start Selected excerpt

[llvm] Refactoring llvm-ir2vec.cpp for better separation of concerns in the Tooling classes (PR #170078)
Nishant Sachdeva via llvm-commits
llvm-commits at lists.llvm.org
Sun Nov 30 23:02:42 PST 2025
https://github.com/nishant-sachdeva updated https://github.com/llvm/llvm-project/pull/170078
>From 6f57fd49eedeb0a2743c29cbc8d9762add560993 Mon Sep 17 00:00:00 2001
From: nishant-sachdeva <nishant.sachdeva at research.iiit.ac.in>
Date: Fri, 28 Nov 2025 19:27:28 +0530
Subject: [PATCH] Refactoring llvm-ir2vec.cpp for better separation of concerns
in the Tooling classes
---
llvm/tools/llvm-ir2vec/llvm-ir2vec.cpp | 433 +++++++++++++++++--------
1 file changed, 290 insertions(+), 143 deletions(-)
diff --git a/llvm/tools/llvm-ir2vec/llvm-ir2vec.cpp b/llvm/tools/llvm-ir2vec/llvm-ir2vec.cpp
index 7402782bfd404..ba94205193495 100644
--- a/llvm/tools/llvm-ir2vec/llvm-ir2vec.cpp
+++ b/llvm/tools/llvm-ir2vec/llvm-ir2vec.cpp
@@ -64,6 +64,7 @@
#include "llvm/IR/PassInstrumentation.h"
#include "llvm/IR/PassManager.h"
#include "llvm/IR/Type.h"
+#include "llvm/IR/InstIterator.h"
#include "llvm/IRReader/IRReader.h"
#include "llvm/Support/CommandLine.h"
#include "llvm/Support/Debug.h"

end Selected excerpt
start Extracted records

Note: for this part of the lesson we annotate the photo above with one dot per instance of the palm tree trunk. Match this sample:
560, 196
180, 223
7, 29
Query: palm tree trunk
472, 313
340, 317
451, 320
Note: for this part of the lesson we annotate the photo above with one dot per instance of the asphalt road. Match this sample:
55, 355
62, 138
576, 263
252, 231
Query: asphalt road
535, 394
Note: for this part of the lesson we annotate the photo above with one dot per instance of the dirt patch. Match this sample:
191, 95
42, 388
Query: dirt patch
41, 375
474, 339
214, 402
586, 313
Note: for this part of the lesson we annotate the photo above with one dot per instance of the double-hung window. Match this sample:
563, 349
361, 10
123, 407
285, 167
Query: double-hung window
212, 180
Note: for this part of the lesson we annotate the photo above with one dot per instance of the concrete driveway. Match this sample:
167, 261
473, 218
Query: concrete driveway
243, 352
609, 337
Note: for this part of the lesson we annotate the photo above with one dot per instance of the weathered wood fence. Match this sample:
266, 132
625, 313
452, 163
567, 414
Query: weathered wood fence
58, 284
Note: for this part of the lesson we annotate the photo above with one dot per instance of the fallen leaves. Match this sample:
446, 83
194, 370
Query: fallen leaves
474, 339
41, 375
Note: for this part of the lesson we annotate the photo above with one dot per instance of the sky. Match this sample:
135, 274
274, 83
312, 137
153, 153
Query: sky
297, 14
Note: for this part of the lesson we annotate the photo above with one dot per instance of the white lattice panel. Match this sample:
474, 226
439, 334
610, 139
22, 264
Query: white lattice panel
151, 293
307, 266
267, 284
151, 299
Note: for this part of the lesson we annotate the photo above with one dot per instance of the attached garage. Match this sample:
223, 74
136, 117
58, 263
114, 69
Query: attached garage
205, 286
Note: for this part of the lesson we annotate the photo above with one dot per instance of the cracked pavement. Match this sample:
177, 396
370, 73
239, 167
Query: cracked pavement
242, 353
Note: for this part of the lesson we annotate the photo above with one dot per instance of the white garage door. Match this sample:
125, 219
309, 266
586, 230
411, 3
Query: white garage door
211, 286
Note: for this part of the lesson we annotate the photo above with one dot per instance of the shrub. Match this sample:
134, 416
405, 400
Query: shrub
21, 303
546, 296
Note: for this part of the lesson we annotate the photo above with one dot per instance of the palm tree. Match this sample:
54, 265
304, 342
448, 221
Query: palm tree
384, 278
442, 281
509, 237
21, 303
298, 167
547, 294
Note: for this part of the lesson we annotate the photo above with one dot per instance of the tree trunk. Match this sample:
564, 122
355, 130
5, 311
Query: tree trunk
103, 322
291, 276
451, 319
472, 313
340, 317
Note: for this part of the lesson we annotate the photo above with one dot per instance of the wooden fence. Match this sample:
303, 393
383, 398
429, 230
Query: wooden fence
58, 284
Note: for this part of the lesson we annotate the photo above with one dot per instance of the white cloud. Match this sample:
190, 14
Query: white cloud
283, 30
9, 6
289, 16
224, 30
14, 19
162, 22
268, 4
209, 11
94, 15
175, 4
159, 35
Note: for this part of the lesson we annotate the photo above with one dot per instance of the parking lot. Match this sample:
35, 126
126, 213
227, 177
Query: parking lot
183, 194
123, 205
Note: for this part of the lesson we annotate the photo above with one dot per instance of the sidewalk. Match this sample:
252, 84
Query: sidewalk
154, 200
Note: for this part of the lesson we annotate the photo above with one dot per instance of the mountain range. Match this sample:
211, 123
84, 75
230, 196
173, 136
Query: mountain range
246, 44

end Extracted records

◆ Direction 1: Retype the llvm-ir2vec refactoring patch word for word, everything from "[llvm] Refactoring llvm-ir2vec.cpp" down to "insertions(+), 143 deletions(-)".
◆ Direction 2: Extend the llvm-ir2vec refactoring patch past the point where it stops.

◆ Final result 1:
[llvm] Refactoring llvm-ir2vec.cpp for better separation of concerns in the Tooling classes (PR #170078)
Nishant Sachdeva via llvm-commits
llvm-commits at lists.llvm.org
Sun Nov 30 23:02:42 PST 2025
https://github.com/nishant-sachdeva updated https://github.com/llvm/llvm-project/pull/170078
>From 6f57fd49eedeb0a2743c29cbc8d9762add560993 Mon Sep 17 00:00:00 2001
From: nishant-sachdeva <nishant.sachdeva at research.iiit.ac.in>
Date: Fri, 28 Nov 2025 19:27:28 +0530
Subject: [PATCH] Refactoring llvm-ir2vec.cpp for better separation of concerns
in the Tooling classes
---
llvm/tools/llvm-ir2vec/llvm-ir2vec.cpp | 433 +++++++++++++++++--------
1 file changed, 290 insertions(+), 143 deletions(-)

◆ Final result 2:
@@ -151,6 +152,29 @@ static cl::opt<EmbeddingLevel>
cl::init(FunctionLevel), cl::sub(EmbeddingsSubCmd),
cl::cat(CommonCategory));
+/// Entity mappings: entity_id -> entity_name
+using EntityList = std::vector<std::string>;
+
+/// Basic block embeddings: bb_name -> Embedding
+using BBVecList = std::vector<std::pair<std::string, ir2vec::Embedding>>;
+
+/// Instruction embeddings: instruction_string -> Embedding
+using InstVecList = std::vector<std::pair<std::string, ir2vec::Embedding>>;
+
+/// Function embeddings: [Embedding]
+using FuncVecList = std::vector<ir2vec::Embedding>;
+
+struct Triplet {
+ unsigned Head;
+ unsigned Tail;
+ unsigned Relation;
+};
+
+struct TripletResult {
+ unsigned MaxRelation;
+ std::vector<Triplet> Triplets;
+};
+
namespace ir2vec {
/// Relation types for triplet generation
@@ -182,32 +206,14 @@ class IR2VecTool {
return Vocab->isValid();
}
- /// Generate triplets for the module
- /// Output format: MAX_RELATION=N header followed by relationships
- void generateTriplets(raw_ostream &OS) const {
- unsigned MaxRelation = NextRelation; // Track maximum relation ID
- std::string Relationships;
- raw_string_ostream RelOS(Relationships);
+ TripletResult getTriplets(const Function &F) const {
+ TripletResult Result;
+ Result.MaxRelation = 0;
- for (const Function &F : M) {
- unsigned FuncMaxRelation = generateTriplets(F, RelOS);
- MaxRelation = std::max(MaxRelation, FuncMaxRelation);
- }
-
- RelOS.flush();
-
- // Write metadata header followed by relationships
- OS << "MAX_RELATION=" << MaxRelation << '\n';
- OS << Relationships;
- }
-
- /// Generate triplets for a single function
- /// Returns the maximum relation ID used in this function
- unsigned generateTriplets(const Function &F, raw_ostream &OS) const {
if (F.isDeclaration())
- return 0;
+ return Result;
- unsigned MaxRelation = 1;
+ unsigned MaxRelation = NextRelation;
unsigned PrevOpcode = 0;
bool HasPrevOpcode = false;
@@ -216,56 +222,139 @@ class IR2VecTool {
unsigned Opcode = Vocabulary::getIndex(I.getOpcode());
unsigned TypeID = Vocabulary::getIndex(I.getType()->getTypeID());
- // Add "Next" relationship with previous instruction
if (HasPrevOpcode) {
- OS << PrevOpcode << '\t' << Opcode << '\t' << NextRelation << '\n';
+ Result.Triplets.push_back({PrevOpcode, Opcode, NextRelation});
LLVM_DEBUG(dbgs()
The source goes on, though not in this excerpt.